§ **Directions for this task**: Copy the following lines without changing anything in them.

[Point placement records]
··········
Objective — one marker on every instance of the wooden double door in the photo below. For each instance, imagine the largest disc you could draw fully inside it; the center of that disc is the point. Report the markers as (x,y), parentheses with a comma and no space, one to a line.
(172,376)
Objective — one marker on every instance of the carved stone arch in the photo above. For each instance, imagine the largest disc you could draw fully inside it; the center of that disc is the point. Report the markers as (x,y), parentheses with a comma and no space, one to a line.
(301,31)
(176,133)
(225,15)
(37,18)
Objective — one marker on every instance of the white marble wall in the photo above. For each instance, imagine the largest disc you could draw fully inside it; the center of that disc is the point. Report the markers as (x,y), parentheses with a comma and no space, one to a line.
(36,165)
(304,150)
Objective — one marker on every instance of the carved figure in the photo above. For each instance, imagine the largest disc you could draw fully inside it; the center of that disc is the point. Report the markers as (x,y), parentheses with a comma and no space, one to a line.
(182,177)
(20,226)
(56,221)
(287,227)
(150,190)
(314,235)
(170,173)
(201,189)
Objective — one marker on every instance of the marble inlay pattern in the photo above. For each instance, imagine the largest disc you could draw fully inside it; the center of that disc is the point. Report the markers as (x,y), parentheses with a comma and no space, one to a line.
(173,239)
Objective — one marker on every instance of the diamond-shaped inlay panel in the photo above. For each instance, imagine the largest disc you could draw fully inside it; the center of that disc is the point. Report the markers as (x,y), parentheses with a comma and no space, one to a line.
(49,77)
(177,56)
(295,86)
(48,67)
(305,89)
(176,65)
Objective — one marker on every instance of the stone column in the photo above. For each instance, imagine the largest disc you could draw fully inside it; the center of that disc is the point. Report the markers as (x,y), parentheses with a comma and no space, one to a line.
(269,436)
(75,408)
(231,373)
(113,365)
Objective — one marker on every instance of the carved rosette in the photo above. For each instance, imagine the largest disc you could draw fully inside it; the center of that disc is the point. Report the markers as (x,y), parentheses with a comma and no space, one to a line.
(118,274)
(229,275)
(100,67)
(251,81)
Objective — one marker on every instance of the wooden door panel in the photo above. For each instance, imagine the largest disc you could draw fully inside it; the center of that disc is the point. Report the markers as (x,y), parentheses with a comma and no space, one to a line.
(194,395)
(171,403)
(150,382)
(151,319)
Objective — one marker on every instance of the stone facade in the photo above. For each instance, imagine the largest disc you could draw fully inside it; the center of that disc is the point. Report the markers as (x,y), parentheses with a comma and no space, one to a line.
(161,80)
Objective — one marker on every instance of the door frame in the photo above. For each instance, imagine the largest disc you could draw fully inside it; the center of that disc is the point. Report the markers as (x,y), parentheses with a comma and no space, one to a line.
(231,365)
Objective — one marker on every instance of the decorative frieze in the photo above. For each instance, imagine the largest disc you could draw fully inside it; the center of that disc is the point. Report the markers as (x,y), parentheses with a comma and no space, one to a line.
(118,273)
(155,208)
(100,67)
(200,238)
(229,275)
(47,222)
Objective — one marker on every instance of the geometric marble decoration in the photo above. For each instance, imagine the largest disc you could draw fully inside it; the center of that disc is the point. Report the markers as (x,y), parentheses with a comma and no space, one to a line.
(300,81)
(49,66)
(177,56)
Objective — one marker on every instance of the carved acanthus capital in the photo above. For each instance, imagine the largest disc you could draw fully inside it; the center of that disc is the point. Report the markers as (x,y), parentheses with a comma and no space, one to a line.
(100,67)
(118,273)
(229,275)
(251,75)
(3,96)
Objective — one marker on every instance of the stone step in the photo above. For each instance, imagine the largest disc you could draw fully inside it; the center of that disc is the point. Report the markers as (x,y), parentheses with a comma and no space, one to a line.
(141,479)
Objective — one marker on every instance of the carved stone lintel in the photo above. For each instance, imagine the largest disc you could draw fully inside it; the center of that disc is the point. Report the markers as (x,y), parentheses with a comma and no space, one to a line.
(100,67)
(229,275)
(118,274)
··········
§ **Task output**:
Objective — one marker on every instance of the wooden double door in the photo below. For each instance, imagine the largest disc you could draw fully inside it; the center of that disc is the point. Report the markers as (x,y), parentheses with a comma and no space, one to a line.
(172,376)
Objective — one marker on every instance of the carved stone arch in the photo above. For each instance, imagine the largest disc you could draw fully inside it; the center of that disc is the point. Report the markers as (x,y), parentheses with a comma and no space, one to a line.
(301,31)
(176,133)
(225,15)
(37,18)
Objective — one marker on every instance of the white marble wall in the photo above. For each instance, imagine the largest disc you could draw fully inside it; the center of that disc is the point. Report the markers as (x,y), parentheses with a comma and no space, one to a line.
(36,165)
(304,150)
Objective — one marker on every instance of the carved figure in the photo above. For each instance, imagine the largest disc you could draw fully inside it; the center of that disc is the point. Report the markers as (x,y), parentheses with a comma and no space, one to a line.
(182,177)
(20,226)
(56,221)
(287,227)
(150,190)
(314,235)
(170,173)
(201,189)
Objective — one marker on every instance of the marble inlay pattern in the photo above. For each instance, imagine the largest disc you could draw fully inside it; the center of that disc is the point. Report the markers as (x,y), parentheses with a comma and no space, one to a line.
(173,239)
Objective — one marker on every instance of the diamond-shaped inlay panel in the photo above. For each instance, imagine the largest disc you could draw fully inside it; the center of that disc is the point. Report the markers as (x,y), parentheses with a comma and no space, one to a line.
(49,77)
(177,56)
(295,86)
(48,67)
(305,89)
(176,65)
Objective — one marker on every instance of the stone column in the photo above. For each instance, imagine the largest disc you could draw fully inside it; the center of that disc is the point. Report the markers as (x,y), parentheses with a comma and no space, one to a line.
(269,436)
(75,408)
(231,373)
(113,365)
Objective — one marker on every instance of the carved rosette in the photo above. For each instance, imagine the largest disc you could draw fully inside it; the center of that disc is the point. Report the markers as (x,y), parentheses with a comma and no space, one to a line.
(118,274)
(229,275)
(100,67)
(251,81)
Objective — one marker on every instance of the wooden door panel in the photo above. For each instance, imagine the largest disc you could draw fully inside it; the center of that disc is the point. Report the markers as (x,y), parentheses with a comma and no space, one to a line.
(194,395)
(171,403)
(150,382)
(151,319)
Objective — one marker on every instance of the stone facade in the photo above. For each instance, imagine the largest disc you could draw fully inside it; the center of that disc is the point. Report the markers as (x,y), parentheses with a comma and no space, one to a line.
(161,80)
Objective — one marker on every instance of the door frame in the photo above. For each instance, imagine the largest disc you could draw fully inside it; the center of that disc is the point. Report the markers as (x,y), parentheses with a comma and no space, one to a line.
(231,365)
Objective — one marker on every instance of the decorative frieze in the photo above. For each instance, imagine the largest disc you could draw fully inside it; the center of that disc is the point. Report the markers as (x,y), parentheses with a comma and no space, one to a line.
(118,273)
(155,208)
(100,67)
(200,238)
(229,275)
(47,222)
Objective — one marker on every instance of the geometric marble decoration in the photo above. For each instance, imagine the largest disc you could draw fully inside it; the center of that disc is the point. Report the markers as (x,y), parentheses with a comma and no space, one to a line.
(300,81)
(49,66)
(177,56)
Objective — one marker on every instance of the carved acanthus capital in the photo above. For each instance, imagine the largest disc you could draw fully inside it; the center of that disc is the point. Report the markers as (x,y), parentheses with a comma and no space, one to a line.
(100,67)
(118,273)
(229,275)
(251,75)
(3,96)
Objective — one marker on every instance of the stone step in the photo above. For each instance, imagine the largest disc you could draw fully inside it; the center of that disc is the point. Report the markers as (x,y), parentheses with a comma and no space, one to a line.
(141,479)
Objective — one marker on every instance of the carved stone lintel in the photo above. For each instance, imagine the largest disc you could draw fully inside it; the center of that disc is the point. Report the markers as (x,y), parentheses with a comma and no space, one to a line.
(100,67)
(229,275)
(118,274)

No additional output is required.